#### What you should do:
Which lines run from the one containing "search: sandy soil" to the end of the material below? Retype exactly those, both ends included, and nothing else.

= = =

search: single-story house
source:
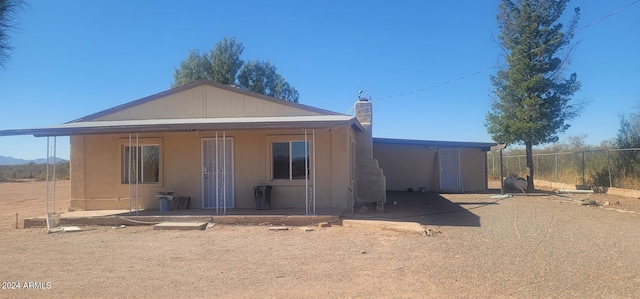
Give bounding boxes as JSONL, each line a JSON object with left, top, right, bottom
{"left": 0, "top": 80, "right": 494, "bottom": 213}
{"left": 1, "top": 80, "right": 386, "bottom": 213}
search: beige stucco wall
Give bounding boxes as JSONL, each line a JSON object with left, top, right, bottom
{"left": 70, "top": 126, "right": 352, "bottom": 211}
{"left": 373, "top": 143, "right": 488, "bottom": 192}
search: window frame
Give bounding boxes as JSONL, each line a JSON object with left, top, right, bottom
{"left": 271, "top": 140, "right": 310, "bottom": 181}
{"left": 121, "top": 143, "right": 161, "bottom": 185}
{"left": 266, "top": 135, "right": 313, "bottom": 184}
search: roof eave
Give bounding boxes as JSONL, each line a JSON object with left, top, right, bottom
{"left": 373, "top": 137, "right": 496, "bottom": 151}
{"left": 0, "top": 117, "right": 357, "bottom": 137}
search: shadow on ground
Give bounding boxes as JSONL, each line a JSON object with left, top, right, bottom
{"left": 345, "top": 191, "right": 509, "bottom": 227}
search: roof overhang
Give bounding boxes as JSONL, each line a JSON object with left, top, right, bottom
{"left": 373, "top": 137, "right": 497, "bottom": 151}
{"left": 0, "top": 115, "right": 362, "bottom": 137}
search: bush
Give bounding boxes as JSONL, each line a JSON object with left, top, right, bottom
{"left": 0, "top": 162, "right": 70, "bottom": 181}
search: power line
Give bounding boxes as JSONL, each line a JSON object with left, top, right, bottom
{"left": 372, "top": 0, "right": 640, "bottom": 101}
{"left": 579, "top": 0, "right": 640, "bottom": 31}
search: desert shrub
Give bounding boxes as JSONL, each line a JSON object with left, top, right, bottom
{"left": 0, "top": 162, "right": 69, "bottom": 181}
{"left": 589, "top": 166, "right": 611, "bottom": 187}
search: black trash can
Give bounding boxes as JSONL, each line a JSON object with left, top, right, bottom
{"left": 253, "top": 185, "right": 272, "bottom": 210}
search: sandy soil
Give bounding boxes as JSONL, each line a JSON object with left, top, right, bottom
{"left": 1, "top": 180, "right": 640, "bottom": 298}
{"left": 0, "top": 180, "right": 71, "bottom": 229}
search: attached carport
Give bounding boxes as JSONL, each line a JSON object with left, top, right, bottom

= = =

#### Answer below:
search: sandy soil
Give bounding boxes as JSONL, each line a JSON object with left, top, right, bottom
{"left": 1, "top": 180, "right": 640, "bottom": 298}
{"left": 0, "top": 180, "right": 71, "bottom": 229}
search: attached carport
Give bounding boxes as JSONL, each line a JSON object with left, top, right, bottom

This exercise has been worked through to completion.